## start DOCUMENT SECTION

The last four months I worked in South Sudan. This is my last week in this vast country before I make my way to the next assignment. Also quite interesting, I am imagining.
What an exciting, fulfilling experience being able to exercise my Communications passions, reaching the remote counties of this country meeting all sorts of people.
The following articles are my collections from South Sudan (All have been published with my employer @PlanInternational websites, social media and internal sites), some of the stories I wrote in the middle of the night using torch light, others I wrote as I waited for the Humanitarian helicopter to come whisk me away to safety. Some I wrote back to back in excitement of the change our interventions were making in the lives of people. Several I took hours, I would throw the notes away, groan in pain of the ordeals I was trying to objectively put to paper.
Of mixed feelings
I leave South Sudan with mixed feelings, yes I came, I touched several lives, I shared priceless moments in the embrace of young girls’ whose futures seem bleak and a shadow of more pain. I also spent great moments with my colleagues from humorous drivers in the dangerous plains and the tenacious managers. All with one goal, “enabling deprived children, families and communities to meet their basic needs.”

## end DOCUMENT SECTION
## start PROVIDED DATA

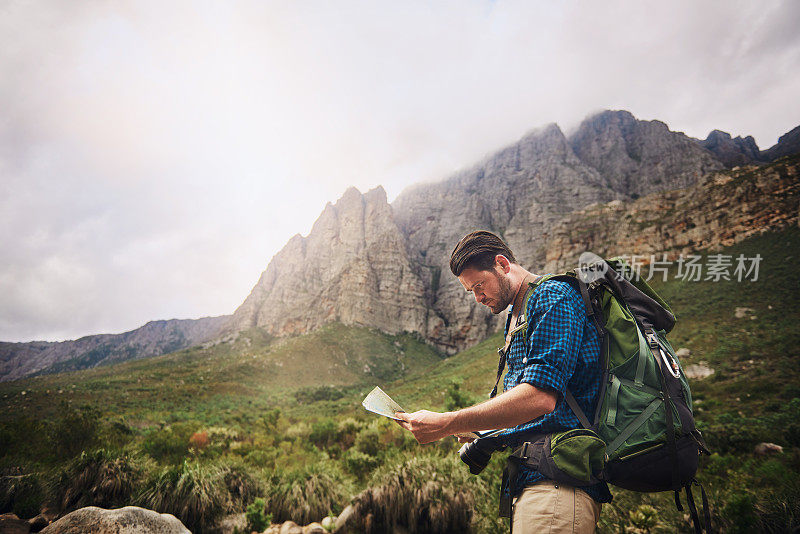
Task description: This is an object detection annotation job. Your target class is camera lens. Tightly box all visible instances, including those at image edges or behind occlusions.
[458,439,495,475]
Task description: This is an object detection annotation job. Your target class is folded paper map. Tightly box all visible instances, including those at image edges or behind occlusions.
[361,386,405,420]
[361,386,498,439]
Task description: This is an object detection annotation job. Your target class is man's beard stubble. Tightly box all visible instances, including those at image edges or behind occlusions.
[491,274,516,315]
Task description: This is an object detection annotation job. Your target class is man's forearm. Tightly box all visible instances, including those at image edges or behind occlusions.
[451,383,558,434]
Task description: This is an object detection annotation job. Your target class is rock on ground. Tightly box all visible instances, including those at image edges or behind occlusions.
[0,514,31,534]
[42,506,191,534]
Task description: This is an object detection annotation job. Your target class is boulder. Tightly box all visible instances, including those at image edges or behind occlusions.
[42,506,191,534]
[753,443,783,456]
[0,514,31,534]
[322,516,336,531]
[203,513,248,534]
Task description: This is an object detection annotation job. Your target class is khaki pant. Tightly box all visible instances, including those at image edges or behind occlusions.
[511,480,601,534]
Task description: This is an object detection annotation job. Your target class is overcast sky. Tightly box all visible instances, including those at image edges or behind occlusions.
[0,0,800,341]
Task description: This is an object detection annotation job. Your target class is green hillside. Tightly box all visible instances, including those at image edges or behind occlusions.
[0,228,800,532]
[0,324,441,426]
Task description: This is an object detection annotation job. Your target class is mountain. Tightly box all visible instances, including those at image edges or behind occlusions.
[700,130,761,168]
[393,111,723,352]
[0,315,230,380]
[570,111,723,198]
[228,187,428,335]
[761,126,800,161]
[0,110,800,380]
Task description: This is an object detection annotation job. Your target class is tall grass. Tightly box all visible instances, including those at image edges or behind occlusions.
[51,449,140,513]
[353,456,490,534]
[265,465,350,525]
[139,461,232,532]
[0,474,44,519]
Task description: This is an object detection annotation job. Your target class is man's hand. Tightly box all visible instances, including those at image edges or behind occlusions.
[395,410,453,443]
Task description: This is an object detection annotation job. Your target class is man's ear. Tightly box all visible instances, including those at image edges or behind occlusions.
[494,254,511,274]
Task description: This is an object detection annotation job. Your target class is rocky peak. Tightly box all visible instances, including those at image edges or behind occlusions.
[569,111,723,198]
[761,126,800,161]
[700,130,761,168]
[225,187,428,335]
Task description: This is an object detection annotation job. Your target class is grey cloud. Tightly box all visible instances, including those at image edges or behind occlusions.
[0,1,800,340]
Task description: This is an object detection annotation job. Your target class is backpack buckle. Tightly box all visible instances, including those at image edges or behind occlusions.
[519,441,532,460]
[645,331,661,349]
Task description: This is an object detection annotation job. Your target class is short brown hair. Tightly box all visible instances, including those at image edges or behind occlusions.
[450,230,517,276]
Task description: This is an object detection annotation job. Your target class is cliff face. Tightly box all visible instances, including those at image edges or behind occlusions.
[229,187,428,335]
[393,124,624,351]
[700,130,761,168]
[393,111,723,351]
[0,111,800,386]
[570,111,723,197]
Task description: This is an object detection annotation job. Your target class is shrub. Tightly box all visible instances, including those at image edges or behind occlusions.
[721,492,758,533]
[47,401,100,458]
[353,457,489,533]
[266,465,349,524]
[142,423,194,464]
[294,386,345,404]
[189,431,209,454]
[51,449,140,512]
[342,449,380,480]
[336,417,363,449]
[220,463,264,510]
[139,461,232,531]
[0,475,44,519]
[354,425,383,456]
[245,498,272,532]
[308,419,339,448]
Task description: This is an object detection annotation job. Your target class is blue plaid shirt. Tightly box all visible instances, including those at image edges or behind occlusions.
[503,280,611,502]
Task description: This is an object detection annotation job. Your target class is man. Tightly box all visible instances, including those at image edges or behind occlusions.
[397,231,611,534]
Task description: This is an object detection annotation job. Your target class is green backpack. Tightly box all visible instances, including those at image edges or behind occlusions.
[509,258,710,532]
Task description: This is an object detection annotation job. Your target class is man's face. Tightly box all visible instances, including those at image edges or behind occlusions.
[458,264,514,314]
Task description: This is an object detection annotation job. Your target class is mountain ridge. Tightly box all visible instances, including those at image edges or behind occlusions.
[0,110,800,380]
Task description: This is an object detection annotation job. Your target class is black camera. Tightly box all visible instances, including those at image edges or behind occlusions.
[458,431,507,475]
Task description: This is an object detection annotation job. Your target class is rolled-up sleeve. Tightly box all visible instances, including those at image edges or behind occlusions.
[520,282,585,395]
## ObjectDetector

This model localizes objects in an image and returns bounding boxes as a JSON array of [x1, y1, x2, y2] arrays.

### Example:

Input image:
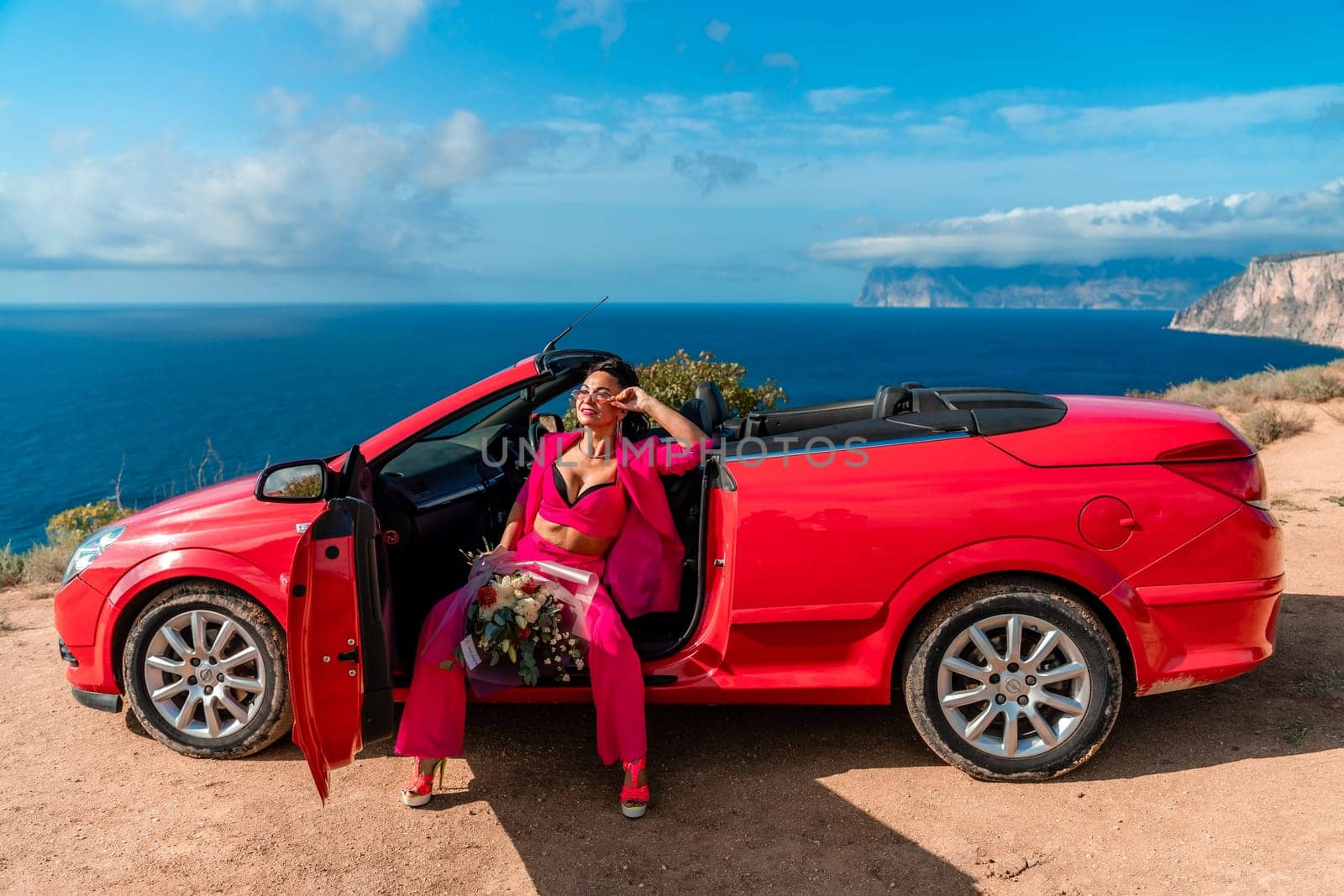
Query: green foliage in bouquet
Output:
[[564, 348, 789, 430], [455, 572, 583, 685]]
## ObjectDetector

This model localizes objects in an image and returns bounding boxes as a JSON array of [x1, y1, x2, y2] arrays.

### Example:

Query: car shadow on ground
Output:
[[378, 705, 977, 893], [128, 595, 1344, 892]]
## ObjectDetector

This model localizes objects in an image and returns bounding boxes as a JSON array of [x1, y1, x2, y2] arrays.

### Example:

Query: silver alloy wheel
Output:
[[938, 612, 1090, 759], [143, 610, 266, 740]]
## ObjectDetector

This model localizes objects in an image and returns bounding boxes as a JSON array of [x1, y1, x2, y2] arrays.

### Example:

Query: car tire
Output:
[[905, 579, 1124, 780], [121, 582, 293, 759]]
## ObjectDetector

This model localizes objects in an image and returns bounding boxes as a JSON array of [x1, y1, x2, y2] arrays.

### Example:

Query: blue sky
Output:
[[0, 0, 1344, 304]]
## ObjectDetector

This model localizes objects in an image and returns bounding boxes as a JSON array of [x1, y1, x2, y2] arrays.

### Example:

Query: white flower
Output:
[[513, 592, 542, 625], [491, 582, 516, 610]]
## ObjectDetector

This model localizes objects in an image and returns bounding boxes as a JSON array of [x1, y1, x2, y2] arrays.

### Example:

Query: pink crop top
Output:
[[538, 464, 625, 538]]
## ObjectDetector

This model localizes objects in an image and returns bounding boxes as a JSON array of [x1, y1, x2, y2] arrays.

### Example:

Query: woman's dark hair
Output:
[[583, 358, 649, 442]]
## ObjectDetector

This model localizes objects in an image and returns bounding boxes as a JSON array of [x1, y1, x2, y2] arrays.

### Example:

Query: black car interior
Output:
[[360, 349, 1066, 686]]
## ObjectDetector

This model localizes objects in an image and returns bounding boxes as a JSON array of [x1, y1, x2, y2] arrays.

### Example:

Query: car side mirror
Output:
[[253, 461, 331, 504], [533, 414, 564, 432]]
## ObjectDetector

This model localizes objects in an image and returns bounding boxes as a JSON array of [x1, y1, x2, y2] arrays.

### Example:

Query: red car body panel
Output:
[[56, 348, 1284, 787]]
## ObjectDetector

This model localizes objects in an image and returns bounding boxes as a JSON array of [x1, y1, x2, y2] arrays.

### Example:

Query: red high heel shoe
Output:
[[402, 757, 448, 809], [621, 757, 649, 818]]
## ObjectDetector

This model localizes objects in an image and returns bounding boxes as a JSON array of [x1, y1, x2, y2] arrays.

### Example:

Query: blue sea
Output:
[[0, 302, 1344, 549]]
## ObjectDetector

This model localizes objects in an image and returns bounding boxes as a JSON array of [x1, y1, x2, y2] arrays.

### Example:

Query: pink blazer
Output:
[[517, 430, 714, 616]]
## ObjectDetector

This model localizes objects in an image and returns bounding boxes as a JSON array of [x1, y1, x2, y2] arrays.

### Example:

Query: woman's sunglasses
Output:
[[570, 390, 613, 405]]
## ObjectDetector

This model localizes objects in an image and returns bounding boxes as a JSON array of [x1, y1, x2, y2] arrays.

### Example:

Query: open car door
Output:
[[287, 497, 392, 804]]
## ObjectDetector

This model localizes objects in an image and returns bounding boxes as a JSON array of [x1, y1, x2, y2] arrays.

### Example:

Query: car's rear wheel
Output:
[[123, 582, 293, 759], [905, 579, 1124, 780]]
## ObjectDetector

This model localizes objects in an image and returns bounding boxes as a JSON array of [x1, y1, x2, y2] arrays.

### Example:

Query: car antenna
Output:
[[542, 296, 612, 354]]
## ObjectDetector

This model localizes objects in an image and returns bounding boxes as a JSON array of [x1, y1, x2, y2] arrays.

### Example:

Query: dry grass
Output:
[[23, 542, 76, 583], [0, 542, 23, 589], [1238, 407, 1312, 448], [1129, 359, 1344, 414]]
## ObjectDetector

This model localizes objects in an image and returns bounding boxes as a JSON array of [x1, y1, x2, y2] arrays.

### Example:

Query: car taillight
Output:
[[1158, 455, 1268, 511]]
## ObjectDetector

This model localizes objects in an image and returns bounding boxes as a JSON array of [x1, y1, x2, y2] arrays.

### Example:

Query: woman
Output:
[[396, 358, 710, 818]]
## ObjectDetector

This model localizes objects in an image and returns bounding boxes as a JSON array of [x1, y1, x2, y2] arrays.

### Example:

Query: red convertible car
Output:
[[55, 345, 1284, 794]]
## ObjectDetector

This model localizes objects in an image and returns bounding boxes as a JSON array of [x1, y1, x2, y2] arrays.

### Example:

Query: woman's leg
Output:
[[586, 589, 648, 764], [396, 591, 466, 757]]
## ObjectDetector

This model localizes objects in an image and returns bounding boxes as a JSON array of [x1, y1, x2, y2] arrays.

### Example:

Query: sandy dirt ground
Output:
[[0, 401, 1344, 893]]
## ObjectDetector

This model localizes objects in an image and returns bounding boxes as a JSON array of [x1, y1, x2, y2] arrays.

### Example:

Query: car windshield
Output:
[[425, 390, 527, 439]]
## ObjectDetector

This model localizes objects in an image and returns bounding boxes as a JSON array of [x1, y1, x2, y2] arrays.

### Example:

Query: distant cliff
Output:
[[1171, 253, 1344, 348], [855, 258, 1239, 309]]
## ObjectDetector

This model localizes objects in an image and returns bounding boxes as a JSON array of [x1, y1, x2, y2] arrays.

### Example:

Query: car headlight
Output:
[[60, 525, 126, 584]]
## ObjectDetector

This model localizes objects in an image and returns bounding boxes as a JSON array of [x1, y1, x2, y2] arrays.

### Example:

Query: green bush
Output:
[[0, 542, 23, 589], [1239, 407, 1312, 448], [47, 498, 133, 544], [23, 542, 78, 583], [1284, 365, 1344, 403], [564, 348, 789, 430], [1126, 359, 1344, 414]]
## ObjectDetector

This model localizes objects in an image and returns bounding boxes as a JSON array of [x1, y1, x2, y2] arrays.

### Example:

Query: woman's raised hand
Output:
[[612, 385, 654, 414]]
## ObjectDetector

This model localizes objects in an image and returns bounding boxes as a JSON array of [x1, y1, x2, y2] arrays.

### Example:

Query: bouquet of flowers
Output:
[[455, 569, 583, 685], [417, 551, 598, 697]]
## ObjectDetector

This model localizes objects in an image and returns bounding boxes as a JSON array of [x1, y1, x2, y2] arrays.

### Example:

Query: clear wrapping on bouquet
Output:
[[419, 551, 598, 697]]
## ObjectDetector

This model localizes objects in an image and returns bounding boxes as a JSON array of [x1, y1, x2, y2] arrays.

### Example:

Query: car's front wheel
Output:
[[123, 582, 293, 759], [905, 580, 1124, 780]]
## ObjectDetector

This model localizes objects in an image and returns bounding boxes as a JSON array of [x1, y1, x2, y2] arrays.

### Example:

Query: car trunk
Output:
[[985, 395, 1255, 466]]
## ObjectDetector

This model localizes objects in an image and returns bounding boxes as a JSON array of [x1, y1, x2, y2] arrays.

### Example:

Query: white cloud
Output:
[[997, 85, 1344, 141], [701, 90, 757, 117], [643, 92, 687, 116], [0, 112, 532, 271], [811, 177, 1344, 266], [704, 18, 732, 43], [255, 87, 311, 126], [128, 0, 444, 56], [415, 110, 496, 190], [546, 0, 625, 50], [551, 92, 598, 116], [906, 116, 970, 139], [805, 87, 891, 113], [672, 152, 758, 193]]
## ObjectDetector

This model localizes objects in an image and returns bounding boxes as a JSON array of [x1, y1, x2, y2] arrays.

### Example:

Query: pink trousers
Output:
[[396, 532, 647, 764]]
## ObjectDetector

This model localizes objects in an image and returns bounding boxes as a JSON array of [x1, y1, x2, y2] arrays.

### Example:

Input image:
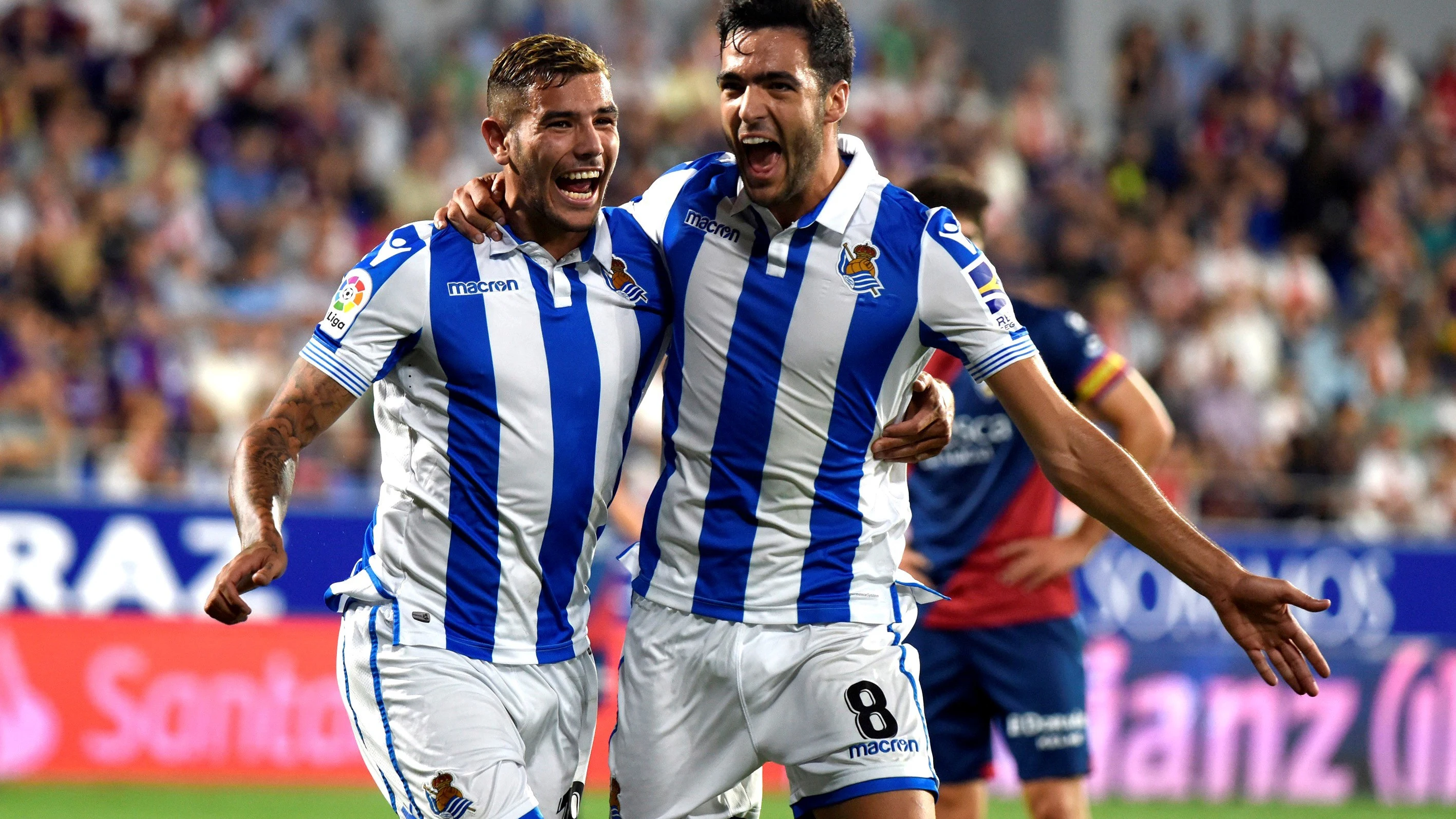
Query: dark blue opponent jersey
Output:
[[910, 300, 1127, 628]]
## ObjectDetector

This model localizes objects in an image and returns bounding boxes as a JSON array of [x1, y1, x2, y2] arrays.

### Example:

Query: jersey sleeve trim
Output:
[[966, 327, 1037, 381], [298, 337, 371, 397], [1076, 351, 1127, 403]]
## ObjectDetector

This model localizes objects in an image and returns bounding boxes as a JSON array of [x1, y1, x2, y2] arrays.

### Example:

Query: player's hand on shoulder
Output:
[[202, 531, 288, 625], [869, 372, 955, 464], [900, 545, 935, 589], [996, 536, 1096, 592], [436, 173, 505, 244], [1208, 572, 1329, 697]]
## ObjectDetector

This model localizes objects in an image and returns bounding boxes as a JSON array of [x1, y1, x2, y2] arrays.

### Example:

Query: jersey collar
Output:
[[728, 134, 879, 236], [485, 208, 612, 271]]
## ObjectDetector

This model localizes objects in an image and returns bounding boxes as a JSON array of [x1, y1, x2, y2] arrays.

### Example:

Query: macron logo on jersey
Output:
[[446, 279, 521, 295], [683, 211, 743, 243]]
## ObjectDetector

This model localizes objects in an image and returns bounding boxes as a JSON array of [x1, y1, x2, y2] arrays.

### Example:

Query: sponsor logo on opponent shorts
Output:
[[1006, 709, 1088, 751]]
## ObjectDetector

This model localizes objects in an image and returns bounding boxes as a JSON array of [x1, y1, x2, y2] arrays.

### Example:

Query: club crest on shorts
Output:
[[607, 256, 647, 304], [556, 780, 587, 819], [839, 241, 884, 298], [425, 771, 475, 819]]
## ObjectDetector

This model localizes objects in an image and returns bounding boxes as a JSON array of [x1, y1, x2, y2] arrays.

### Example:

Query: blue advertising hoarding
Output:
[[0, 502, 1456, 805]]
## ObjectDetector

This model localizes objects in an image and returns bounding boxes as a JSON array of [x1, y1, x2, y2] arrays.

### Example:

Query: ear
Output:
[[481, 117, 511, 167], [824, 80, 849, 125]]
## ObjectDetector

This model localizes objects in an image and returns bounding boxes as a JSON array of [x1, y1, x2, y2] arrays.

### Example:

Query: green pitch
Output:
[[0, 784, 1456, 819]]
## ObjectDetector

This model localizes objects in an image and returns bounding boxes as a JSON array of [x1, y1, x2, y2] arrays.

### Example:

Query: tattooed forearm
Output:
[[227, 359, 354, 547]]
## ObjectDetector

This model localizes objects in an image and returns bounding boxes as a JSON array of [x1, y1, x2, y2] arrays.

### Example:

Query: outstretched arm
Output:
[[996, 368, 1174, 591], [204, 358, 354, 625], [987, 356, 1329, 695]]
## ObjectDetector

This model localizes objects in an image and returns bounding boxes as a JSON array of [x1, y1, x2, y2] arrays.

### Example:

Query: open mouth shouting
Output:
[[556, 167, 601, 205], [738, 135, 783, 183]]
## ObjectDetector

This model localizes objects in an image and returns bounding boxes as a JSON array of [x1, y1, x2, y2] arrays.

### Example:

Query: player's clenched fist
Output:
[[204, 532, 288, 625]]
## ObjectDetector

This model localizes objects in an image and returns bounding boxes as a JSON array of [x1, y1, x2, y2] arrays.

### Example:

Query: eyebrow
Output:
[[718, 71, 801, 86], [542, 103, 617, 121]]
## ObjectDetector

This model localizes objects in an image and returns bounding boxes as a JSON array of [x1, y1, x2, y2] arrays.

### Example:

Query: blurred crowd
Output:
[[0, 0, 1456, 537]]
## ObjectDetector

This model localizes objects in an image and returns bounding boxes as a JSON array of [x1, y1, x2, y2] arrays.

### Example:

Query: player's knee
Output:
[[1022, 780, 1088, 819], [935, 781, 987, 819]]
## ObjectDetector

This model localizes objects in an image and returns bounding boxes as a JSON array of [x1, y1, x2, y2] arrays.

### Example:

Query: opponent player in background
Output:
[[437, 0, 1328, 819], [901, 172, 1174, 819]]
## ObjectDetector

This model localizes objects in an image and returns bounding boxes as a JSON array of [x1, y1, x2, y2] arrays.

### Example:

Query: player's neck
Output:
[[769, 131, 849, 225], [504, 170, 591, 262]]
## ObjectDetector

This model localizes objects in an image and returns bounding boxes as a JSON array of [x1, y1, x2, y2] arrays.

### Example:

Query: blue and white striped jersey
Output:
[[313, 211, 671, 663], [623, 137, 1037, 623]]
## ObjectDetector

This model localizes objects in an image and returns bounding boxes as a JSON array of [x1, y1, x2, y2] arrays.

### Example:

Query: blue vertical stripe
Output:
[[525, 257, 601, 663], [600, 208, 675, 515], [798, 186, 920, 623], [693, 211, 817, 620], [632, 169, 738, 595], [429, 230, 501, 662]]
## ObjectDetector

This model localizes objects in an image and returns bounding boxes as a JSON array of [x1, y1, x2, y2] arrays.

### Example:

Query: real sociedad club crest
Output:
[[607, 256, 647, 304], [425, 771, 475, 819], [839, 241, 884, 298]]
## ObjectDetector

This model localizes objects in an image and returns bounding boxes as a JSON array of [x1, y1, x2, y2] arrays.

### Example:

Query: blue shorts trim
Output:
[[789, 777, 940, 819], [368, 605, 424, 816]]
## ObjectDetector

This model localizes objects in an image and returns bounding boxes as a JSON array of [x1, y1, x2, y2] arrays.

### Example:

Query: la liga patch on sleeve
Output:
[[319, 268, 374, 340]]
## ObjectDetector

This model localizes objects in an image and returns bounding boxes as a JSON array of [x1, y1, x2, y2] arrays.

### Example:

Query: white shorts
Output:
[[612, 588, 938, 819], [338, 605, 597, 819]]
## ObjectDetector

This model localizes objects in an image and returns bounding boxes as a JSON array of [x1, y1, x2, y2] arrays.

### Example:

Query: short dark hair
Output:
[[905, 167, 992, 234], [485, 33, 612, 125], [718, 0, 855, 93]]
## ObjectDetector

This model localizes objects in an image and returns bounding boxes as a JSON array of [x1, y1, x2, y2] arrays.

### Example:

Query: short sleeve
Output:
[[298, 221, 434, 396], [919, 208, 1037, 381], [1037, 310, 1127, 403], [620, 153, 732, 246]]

## end PROVIDED DATA

- [TASK INSTRUCTIONS]
• a. In the post about working in South Sudan, do these statements agree with the text? (i) The writer worked in South Sudan for four months. (ii) The articles were published only on internal sites. (iii) Some stories were written while waiting for a helicopter. For each, answer yes or no and quote the words that decide it.
• b. List every channel that the post about working in South Sudan gives as a place where the writer's articles were published.
• c. Take the post about leaving South Sudan further, starting after its final sentence.

- [RESPONSES TO THE TASKS]
• a.
(i) Yes: "The last four months I worked in South Sudan."
(ii) No: "All have been published with my employer @PlanInternational websites, social media and internal sites"
(iii) Yes: "others I wrote as I waited for the Humanitarian helicopter to come whisk me away to safety"

• b.
websites
social media
internal sites

• c.
BUT, I leave South Sudan the same, the famine that was declared has eased but the country is “not in the woods yet!”.
While there’s every reason to celebrate humanitarian efforts that have led to a reduction in the number of people living in famine conditions, this does not mean that people are no longer undergoing an extreme hunger crisis or that children are no longer suffering from malnutrition.
The famine that was declared has eased but the country is “not in the woods yet!”.
- The number of people in need of humanitarian food assistance has risen from 5.5 million to 6 million of those 45,000 people are still experiencing localized famine conditions and 1.7 million are one step below famine catastrophe
- The IPC report also shows that acute malnutrition remains a major public health emergency in several parts of the country. My biggest fear is that the lean season which comes in July will see millions of children pushed off the hunger cliff
- Conflict remains the root cause of this crisis, and until that is adequately addressed, and humanitarian organisations are given safe access to all parts of the country, the future for South Sudan’s children remain a cause for the gravest concern.
- Because of the war, people have had to flee their homes and have lost any opportunity to produce food for themselves.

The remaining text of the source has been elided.